Portion of a data file:
•••

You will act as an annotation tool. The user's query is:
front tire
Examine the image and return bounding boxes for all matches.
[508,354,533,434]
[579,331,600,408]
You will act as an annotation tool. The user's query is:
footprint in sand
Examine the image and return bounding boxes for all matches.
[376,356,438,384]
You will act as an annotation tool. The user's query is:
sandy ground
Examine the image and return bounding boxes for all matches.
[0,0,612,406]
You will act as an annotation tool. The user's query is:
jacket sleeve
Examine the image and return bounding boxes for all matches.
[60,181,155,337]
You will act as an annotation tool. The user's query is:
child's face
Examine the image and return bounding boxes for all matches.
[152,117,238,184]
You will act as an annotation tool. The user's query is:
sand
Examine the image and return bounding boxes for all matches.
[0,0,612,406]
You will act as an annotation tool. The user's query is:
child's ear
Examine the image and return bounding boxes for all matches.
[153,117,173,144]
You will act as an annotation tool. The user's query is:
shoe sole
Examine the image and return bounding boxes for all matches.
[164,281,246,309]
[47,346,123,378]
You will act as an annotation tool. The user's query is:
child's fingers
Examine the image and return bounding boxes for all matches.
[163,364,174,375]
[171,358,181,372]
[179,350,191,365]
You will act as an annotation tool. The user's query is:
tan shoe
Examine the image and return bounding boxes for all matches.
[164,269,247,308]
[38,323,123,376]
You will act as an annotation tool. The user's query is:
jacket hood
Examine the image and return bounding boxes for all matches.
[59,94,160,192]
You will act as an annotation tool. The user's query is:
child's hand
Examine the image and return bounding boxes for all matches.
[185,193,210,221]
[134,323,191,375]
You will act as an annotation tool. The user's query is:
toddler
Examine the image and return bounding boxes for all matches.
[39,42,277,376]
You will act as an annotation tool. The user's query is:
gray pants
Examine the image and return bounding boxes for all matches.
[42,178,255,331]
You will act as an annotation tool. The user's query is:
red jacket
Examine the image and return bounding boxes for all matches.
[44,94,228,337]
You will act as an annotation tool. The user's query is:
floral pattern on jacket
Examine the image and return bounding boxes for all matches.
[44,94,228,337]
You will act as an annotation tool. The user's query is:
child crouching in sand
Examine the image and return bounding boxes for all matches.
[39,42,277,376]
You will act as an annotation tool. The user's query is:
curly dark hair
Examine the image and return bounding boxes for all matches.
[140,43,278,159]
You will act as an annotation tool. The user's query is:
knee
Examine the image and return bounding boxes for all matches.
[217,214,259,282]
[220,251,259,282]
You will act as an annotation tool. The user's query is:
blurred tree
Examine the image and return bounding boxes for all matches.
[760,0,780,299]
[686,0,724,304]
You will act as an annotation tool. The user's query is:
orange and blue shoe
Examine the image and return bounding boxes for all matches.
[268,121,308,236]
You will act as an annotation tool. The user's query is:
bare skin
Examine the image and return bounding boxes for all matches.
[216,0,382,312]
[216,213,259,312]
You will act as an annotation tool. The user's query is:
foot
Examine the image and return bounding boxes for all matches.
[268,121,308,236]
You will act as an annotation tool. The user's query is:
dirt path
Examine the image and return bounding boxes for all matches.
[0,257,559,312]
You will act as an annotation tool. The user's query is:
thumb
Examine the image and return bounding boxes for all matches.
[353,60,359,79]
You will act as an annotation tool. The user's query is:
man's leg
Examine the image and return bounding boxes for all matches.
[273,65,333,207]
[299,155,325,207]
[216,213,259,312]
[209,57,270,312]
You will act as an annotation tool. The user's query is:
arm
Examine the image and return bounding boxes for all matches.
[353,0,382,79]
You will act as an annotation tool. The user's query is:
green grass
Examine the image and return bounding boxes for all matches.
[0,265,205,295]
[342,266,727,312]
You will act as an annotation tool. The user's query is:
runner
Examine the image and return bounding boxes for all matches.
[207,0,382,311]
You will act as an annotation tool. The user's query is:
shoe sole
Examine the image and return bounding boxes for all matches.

•••

_What is expected_. Select every line above that contains the word "child", treating uppercase and lowercase as different, and copy each one.

_Exercise answer_.
child's face
child's ear
child's fingers
child's hand
child crouching in sand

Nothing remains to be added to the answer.